→ **Tasks**:
1 > In the poker story, what cards came on the flop?
2 > Pick out each line of the rows that contains the word "bush".

→ **Page text**:

I recall that I was playing the way T.J Cloutier's book told me to play the game. Tight, very tight. I mean T.J.'s book taught you the fundamentals of the game, but it is rather outdated for today's action game.

Anyway, at this WSOP event I recall that it had been almost over an hour, and I may have played one hand. I hate to say it but I was bored. So bored, that I decided that no matter what was dealt to me on the next hand, I was going to raise pre-flop.

I was in one of the middle positions. Everyone folded to me, and I found Q-6. Not a favorable hand at all.

I stuck to my guns and raised three times the big blind. I wasn't sure why three times the big blind was the right sized bet, but hey, I figured it would look like I had a premium starting hand.

It was folded to the big blind who called. The flop came Q-6-6.

Oh my, I think that's a good flop for me. I checked to set up a trap, but my opponent checked.

The turn was a 4.

I checked to set up a trap, but my opponent checked.

The river was a 2.

I bet real small and my opponent mucked.

Wow, that was fun...not.

And now we get to the Johnny Chan part of the story...

Rows from a point-labeling set:

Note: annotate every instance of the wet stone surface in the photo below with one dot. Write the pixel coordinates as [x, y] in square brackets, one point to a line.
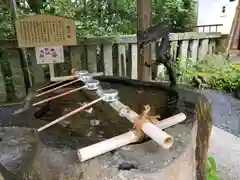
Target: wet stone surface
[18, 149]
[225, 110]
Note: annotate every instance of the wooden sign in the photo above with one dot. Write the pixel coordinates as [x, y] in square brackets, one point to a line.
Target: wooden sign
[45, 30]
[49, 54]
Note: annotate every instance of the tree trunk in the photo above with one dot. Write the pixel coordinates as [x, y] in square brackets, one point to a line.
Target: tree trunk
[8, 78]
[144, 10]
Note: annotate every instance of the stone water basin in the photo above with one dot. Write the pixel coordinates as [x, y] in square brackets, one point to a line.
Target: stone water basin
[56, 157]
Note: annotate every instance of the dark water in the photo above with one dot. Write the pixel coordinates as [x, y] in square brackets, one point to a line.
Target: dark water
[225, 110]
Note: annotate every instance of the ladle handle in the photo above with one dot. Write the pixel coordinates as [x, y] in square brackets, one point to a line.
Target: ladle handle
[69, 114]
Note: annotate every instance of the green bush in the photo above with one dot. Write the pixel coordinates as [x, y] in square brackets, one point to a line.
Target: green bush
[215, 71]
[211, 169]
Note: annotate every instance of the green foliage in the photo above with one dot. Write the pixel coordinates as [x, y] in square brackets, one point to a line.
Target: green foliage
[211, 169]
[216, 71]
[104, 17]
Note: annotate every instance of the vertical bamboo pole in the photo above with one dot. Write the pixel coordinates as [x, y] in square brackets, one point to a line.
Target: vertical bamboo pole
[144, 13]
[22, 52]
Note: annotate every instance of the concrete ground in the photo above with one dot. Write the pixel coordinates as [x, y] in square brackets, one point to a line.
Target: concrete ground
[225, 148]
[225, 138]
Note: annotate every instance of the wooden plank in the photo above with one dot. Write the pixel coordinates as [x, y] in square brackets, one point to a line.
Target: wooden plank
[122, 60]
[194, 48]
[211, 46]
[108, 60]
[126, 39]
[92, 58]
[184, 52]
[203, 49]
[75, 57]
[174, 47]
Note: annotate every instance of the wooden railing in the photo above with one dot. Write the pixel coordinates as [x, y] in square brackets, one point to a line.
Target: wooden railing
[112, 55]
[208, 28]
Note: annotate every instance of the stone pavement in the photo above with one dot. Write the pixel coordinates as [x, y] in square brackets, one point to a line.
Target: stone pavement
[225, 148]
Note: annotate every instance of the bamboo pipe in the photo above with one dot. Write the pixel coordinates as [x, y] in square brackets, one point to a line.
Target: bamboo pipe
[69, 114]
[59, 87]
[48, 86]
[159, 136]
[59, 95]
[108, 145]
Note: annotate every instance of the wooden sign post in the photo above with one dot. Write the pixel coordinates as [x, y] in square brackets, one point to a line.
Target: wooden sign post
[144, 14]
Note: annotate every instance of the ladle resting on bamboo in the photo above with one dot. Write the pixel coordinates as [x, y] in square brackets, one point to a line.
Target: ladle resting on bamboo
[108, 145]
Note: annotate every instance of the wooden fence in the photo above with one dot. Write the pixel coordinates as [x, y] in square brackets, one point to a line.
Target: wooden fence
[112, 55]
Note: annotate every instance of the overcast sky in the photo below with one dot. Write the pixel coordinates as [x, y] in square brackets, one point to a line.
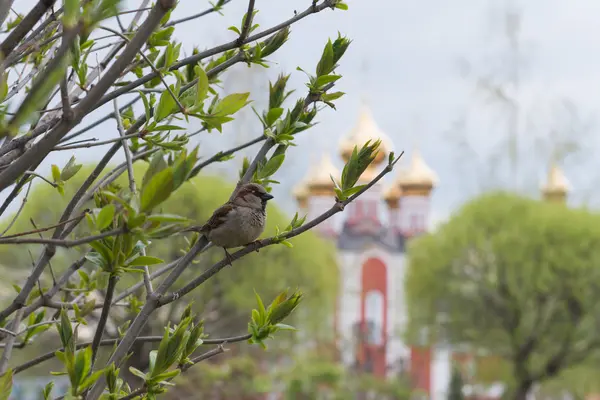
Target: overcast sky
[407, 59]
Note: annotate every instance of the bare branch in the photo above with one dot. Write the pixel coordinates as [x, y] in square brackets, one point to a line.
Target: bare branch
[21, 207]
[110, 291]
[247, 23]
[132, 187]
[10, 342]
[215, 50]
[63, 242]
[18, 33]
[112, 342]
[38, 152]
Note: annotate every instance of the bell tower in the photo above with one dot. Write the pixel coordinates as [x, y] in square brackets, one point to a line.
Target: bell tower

→ **Replies**:
1 > Q-6-6

2 >
Note: annotate every instance of the green bush in the photo above with one dot. Write the pixel coordinates as [x, y] in square brackets, one point to a line.
Target: green bush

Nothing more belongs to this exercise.